◆ **Task to complete**: Convert every line of the items below into a Markdown table with the columns Row and Line, putting a row number in the first column and the line itself in the second. Skip blank lines, and leave the pictures out of the table.
━━━━
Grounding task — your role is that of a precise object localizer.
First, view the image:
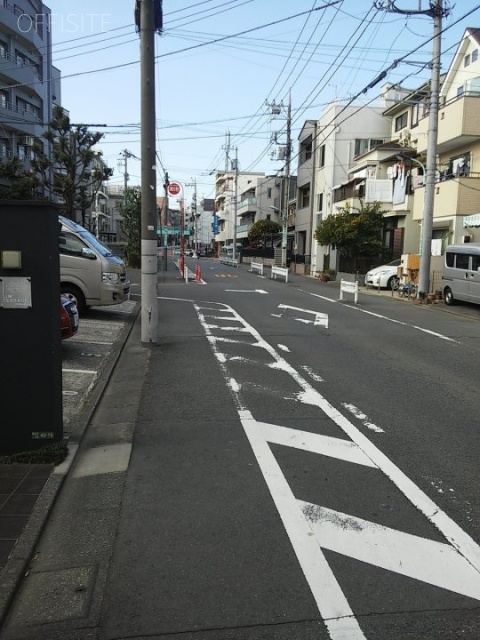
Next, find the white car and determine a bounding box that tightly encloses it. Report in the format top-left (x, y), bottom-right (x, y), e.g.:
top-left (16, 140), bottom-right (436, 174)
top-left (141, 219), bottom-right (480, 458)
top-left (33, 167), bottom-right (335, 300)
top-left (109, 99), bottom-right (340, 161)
top-left (365, 258), bottom-right (401, 290)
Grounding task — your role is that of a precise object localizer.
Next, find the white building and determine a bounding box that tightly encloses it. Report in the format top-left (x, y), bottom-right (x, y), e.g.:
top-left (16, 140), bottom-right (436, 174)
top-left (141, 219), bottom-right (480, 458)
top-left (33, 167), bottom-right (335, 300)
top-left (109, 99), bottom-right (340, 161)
top-left (0, 0), bottom-right (61, 180)
top-left (308, 102), bottom-right (391, 274)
━━━━
◆ **Result for this exercise**:
| Row | Line |
|---|---|
| 1 | Grounding task — your role is that of a precise object localizer. |
| 2 | First, view the image: |
| 3 | Next, find the white car and determine a bounding box that tightly encloses it. Report in the format top-left (x, y), bottom-right (x, y), e.g.: |
| 4 | top-left (16, 140), bottom-right (436, 174) |
| 5 | top-left (141, 219), bottom-right (480, 458) |
| 6 | top-left (33, 167), bottom-right (335, 300) |
| 7 | top-left (109, 99), bottom-right (340, 161) |
| 8 | top-left (365, 258), bottom-right (401, 290) |
| 9 | Grounding task — your role is that of a precise object localizer. |
| 10 | Next, find the white building and determine a bounding box that tightly encloses it. Report in the format top-left (x, y), bottom-right (x, y), e.g.: |
| 11 | top-left (16, 140), bottom-right (436, 174) |
| 12 | top-left (141, 219), bottom-right (480, 458) |
| 13 | top-left (33, 167), bottom-right (335, 300) |
| 14 | top-left (109, 99), bottom-right (340, 161) |
| 15 | top-left (0, 0), bottom-right (61, 180) |
| 16 | top-left (308, 102), bottom-right (391, 274) |